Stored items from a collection
•••

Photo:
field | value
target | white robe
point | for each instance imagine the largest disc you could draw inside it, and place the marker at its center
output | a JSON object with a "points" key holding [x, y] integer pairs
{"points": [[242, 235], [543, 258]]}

•••

▸ **WORK TO COMPLETE**
The lines from the one with "point | for" through the final line of the data are to be reproduced exactly, both included, with no other lines.

▸ **TASK OUTPUT**
point | for each instance imagine the largest disc you could draw inside it, and place the marker at its center
output | a JSON object with a "points" key holding [x, y] integer pairs
{"points": [[242, 235], [543, 258]]}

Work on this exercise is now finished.